#### GIVEN PASSAGE:
........

By Arik Hesseldahl
Some corporate governance experts question whether the tech giant could have been more forthcoming about its CEO's hormone imbalance
In this composite photo, Apple CEO Steve Jobs is seen on Sept. 9, 2008 and on Oct. 12, 2005. Jobs announced today that he is battling a hormone imbalance that is responsible for a drastic loss in weight. Justin Sullivan/Getty Images
Apple (AAPL) investors got answers to some of their nagging questions about the health of the company's chief executive, Steve Jobs, on Jan. 5 when Jobs disclosed in a letter that he is suffering from a hormone imbalance that has caused rapid weight loss over the past year.
In the letter, published on Apple's Web site, Jobs said doctors had determined the cause of his weight loss to be "a hormone imbalance that has been 'robbing' me of the proteins my body needs to be healthy." The remedy is "simple and straightforward," he said, adding that he's begun treatment and will remain CEO.

........

#### RECORDED INFORMATION:
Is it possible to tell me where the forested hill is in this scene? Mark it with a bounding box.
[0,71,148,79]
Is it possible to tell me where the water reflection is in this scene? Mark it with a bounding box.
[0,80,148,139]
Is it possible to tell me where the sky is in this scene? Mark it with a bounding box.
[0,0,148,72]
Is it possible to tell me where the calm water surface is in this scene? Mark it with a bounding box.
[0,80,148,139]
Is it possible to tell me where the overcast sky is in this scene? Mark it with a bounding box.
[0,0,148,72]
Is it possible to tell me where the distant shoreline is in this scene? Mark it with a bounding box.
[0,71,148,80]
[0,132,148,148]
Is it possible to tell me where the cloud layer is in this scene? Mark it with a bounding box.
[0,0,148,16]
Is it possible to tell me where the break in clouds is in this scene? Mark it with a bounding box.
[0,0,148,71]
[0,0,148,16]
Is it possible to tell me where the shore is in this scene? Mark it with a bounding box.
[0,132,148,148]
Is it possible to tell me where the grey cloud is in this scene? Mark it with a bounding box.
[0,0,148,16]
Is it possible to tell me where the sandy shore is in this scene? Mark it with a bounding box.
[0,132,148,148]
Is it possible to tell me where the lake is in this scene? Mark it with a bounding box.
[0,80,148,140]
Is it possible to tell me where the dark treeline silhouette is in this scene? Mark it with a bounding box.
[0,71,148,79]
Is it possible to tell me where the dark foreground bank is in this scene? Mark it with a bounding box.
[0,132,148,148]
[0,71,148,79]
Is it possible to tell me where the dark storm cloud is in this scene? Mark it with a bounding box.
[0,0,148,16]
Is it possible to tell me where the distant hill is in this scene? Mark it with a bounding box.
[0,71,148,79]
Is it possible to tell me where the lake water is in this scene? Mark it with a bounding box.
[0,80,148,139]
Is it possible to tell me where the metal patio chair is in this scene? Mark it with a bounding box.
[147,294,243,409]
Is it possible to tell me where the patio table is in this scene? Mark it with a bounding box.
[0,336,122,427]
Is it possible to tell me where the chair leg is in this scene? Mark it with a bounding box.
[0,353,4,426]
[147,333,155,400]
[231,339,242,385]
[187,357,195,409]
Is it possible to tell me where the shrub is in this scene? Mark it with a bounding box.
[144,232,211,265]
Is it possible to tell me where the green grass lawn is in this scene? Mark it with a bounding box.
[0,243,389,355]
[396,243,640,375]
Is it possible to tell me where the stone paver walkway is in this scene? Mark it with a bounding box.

........

#### CHECK YOUR UNDERSTANDING:
(1) Answer these questions using the article on Steve Jobs's health:
(a) On what date did Jobs disclose his hormone imbalance in a letter?
(b) Where was the letter published?
(c) On which two dates were the photos of Jobs in the composite image taken?
(2) Reproduce the article on Steve Jobs's health between "By Arik Hesseldahl" and "the past year.", inclusive.
(3) Carry the article on Steve Jobs's health forward from its last sentence.

#### PER-TASK OUTPUTS:
(1)
(a) Jan. 5
(b) On Apple's Web site
(c) Sept. 9, 2008 and Oct. 12, 2005

(2)
By Arik Hesseldahl
Some corporate governance experts question whether the tech giant could have been more forthcoming about its CEO's hormone imbalance
In this composite photo, Apple CEO Steve Jobs is seen on Sept. 9, 2008 and on Oct. 12, 2005. Jobs announced today that he is battling a hormone imbalance that is responsible for a drastic loss in weight. Justin Sullivan/Getty Images
Apple (AAPL) investors got answers to some of their nagging questions about the health of the company's chief executive, Steve Jobs, on Jan. 5 when Jobs disclosed in a letter that he is suffering from a hormone imbalance that has caused rapid weight loss over the past year.

(3)
Some shareholders were cheered by the disclosure, and Apple shares rose 4.2%, to 94.58.
Late Spring Recovery Expected
But some corporate governance experts questioned whether Apple said as much—as early—as necessary. On Dec. 6, when Apple said Jobs would not make his customary speech at the annual Macworld Expo in San Francisco, the company didn't cite health as an issue. Instead, Apple said the company will not participate in future Macworld events and that Apple Vice-President Phil Schiller will deliver the Jan. 6 address. Earlier in the year, in a published interview, an Apple spokesperson attributed the executive's apparent weight loss to a "common bug," and the company later called Jobs' health a "private matter."
Joe Grundfest, co-director of the Arthur and Toni Rembe Rock Center for Corporate Governance at Stanford University, says securities lawyers could "get a good debate going" over whether Apple was as forthcoming as necessary. "Some will say this is good enough, and some will argue that we finally have disclosure and that it's adequate but late," Grundfest said.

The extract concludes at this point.